### Отрывок для чтения

========

Следует отметить, что помимо сыпняка в эти годы получили распространение и другие инфекционные заболевания. В разгар лета 1919 года в нашу больницу разновременно поступило несколько больных из числа проезжих мешочников с совершенно определенными клиническими признаками холеры. В том же году очень встревожило нас неожиданное появление в ближайших селах оспы. Мы были вынуждены для этих больных выделить в стационаре изолированную палату, через которую прошло, как хорошо помню, восемь человек. Случаи были очень тяжелые: у двух больных наблюдалась сливная форма так называемой черной оспы. Оба они закончились смертью.
К нашему счастью, в то же время каким-то чудом нам удалось достать довольно большое количество оспенного детрита, притом весьма хорошего качества. Это дало возможность организовать массовую вакцинацию населения. Она оказалась высокоэффективной; и мы, медработники, долго ходили после прививок с очень болезненными и зудящими пустулами. Видимо, у всех тогда был резко снижен иммунитет к любым инфекциям.
B 1920 и 1921 годах появились параллельно с сыпняком случаи брюшного и возвратного тифа. Брюшной тиф, как правило, протекал очень тяжело. Часто были осложнения, в первую очередь прободения кишечника довольно часто встречался и возвратный тиф: нередко он сочетался с сыпным, что значительно утяжеляло состояние больных.
Многообразие форм инфекционных заболеваний, с которыми нам приходилось иметь дело, создавало в ряде случаев определенные трудности диагностического характера. Поэтому, несмотря на всю нашу загруженность, пришлось налаживать своими силами проведение наиболее ходовых клинических анализов. Кстати у меня оказался старенький, но довольно хороший микроскол Цейса, приобретенный по дешевке еще в студенческие годы. Помнится, большую службу сослужила нам тогда диазореакция: при брюшном и возвратном тифах она всегда оказывалась отрицательной, при сыпняке — резко положительной.
Необычный рост количества больных и связанный с этим громадный расход медикаментов довольно быстро создали настоящий лекарственный голод. Естественно, что в первую очередь он коснулся наиболее употребляемых лекарств: сердечных (особенно камфарного масла), касторки, препаратов валерианы и пр. Мы были вынуждены вместо дефицитных лекарств подыскивать более или менее подходящие заменители из имевшихся в аптеке лекарственных залежей, а также заняться самозаготовками ромашки, дубовой коры, корня валерианы, которую обнаружили в расположенном вблизи поселка глубоком болотистом овраге. В аптечной кладовой оказались и какие-то старинные лекарства, которые даже по названиям не были известны никому из нас. Помогла древняя многотомная фармакология, сохранившаяся в частной аптеке (тогда еще не все аптеки были национализированы).

========

### Данные для проверки
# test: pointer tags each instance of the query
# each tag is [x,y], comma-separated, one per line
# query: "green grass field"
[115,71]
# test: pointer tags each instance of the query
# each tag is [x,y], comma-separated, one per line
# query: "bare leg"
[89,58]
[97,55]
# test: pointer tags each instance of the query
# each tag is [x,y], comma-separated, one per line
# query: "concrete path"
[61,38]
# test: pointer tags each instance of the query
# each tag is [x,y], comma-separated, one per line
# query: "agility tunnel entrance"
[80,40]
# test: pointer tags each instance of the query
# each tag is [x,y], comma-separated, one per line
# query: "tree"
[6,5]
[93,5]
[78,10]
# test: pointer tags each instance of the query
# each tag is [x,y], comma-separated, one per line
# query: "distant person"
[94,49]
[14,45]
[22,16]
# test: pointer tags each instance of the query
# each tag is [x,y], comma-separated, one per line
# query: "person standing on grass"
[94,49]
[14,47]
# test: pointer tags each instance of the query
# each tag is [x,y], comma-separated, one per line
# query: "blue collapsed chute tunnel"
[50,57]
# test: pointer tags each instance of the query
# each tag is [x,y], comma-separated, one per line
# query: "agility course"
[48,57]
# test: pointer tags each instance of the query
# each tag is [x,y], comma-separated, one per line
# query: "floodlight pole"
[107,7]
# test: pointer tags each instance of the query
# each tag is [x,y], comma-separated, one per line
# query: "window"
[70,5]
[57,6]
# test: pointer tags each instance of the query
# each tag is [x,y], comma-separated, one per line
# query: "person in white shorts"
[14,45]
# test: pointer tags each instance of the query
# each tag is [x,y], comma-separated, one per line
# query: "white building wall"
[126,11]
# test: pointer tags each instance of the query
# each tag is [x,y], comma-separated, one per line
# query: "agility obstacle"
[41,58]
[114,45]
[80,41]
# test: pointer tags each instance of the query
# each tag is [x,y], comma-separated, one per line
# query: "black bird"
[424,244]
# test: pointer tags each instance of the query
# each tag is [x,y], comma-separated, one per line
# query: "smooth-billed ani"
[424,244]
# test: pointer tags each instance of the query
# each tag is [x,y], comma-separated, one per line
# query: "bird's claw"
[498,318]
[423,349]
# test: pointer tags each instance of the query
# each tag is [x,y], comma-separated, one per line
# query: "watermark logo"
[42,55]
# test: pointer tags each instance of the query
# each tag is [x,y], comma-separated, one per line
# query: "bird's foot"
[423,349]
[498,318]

========

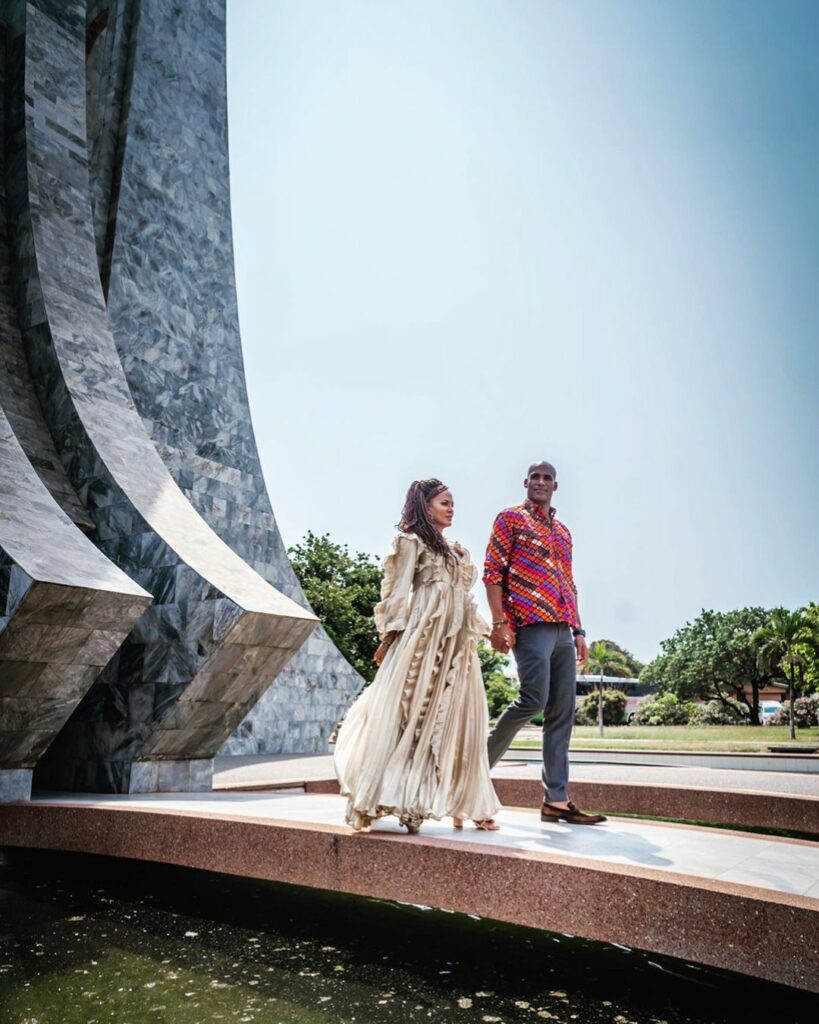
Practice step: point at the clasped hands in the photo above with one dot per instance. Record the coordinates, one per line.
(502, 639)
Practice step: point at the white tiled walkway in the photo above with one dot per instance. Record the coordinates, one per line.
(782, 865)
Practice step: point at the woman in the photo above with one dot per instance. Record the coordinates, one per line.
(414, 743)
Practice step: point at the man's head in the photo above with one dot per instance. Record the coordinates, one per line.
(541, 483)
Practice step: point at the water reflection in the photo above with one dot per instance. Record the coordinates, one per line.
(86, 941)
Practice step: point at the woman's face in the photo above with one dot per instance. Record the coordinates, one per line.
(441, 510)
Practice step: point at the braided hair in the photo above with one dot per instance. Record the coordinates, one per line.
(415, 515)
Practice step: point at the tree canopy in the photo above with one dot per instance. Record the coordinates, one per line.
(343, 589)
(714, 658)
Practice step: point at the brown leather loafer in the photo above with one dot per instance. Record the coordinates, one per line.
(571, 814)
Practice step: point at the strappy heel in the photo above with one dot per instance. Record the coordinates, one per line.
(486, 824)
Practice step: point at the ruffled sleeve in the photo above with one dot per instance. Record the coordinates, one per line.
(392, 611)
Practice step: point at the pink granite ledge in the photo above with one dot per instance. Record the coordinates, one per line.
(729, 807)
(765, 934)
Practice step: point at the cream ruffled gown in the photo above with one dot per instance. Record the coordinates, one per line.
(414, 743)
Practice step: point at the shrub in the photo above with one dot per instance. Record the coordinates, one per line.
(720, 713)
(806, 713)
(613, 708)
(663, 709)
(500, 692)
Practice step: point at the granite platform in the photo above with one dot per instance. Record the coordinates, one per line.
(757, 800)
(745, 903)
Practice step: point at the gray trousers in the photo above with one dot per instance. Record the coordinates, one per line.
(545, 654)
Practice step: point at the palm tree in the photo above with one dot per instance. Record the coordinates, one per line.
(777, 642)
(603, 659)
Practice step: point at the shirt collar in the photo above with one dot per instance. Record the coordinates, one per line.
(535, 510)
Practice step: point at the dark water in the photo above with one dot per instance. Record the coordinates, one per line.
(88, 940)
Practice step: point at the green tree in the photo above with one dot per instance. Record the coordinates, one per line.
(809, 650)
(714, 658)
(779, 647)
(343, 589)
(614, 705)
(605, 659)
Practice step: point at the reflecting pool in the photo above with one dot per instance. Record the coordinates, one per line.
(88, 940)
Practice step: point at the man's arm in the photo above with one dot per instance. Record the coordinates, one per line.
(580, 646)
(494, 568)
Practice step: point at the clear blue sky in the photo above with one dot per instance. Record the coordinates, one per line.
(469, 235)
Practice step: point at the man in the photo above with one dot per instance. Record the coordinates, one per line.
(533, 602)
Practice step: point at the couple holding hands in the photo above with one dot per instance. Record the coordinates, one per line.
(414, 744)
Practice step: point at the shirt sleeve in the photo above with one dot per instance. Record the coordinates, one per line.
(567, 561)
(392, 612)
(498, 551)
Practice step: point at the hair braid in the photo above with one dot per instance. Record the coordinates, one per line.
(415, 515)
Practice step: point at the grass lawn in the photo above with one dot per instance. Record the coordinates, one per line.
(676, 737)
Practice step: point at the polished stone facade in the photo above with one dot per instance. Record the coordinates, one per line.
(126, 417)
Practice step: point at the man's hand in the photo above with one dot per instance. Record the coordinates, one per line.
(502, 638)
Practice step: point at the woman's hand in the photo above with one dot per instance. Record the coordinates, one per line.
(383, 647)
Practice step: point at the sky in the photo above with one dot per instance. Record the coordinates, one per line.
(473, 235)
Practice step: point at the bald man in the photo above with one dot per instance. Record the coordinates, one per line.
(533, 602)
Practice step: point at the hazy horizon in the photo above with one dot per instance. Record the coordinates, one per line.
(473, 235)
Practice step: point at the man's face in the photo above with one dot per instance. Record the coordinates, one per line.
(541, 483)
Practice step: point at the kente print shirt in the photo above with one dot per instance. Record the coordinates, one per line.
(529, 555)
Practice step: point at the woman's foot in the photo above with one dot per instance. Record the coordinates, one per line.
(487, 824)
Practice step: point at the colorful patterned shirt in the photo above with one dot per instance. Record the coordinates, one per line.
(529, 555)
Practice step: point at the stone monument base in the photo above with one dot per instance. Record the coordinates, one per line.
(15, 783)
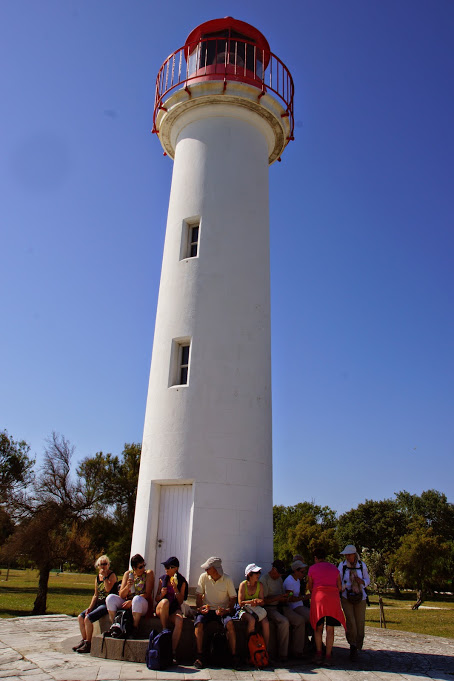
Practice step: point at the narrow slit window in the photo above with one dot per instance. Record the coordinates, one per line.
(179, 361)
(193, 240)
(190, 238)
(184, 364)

========

### Задание
Воспроизведите часть отрывка для чтения, начав со слов «К нашему счастью, в» и закончив словами «к любым инфекциям.». При этом замените «оспенного детрита» на «оспенной вакцины».

### Ответ
К нашему счастью, в то же время каким-то чудом нам удалось достать довольно большое количество оспенной вакцины, притом весьма хорошего качества. Это дало возможность организовать массовую вакцинацию населения. Она оказалась высокоэффективной; и мы, медработники, долго ходили после прививок с очень болезненными и зудящими пустулами. Видимо, у всех тогда был резко снижен иммунитет к любым инфекциям.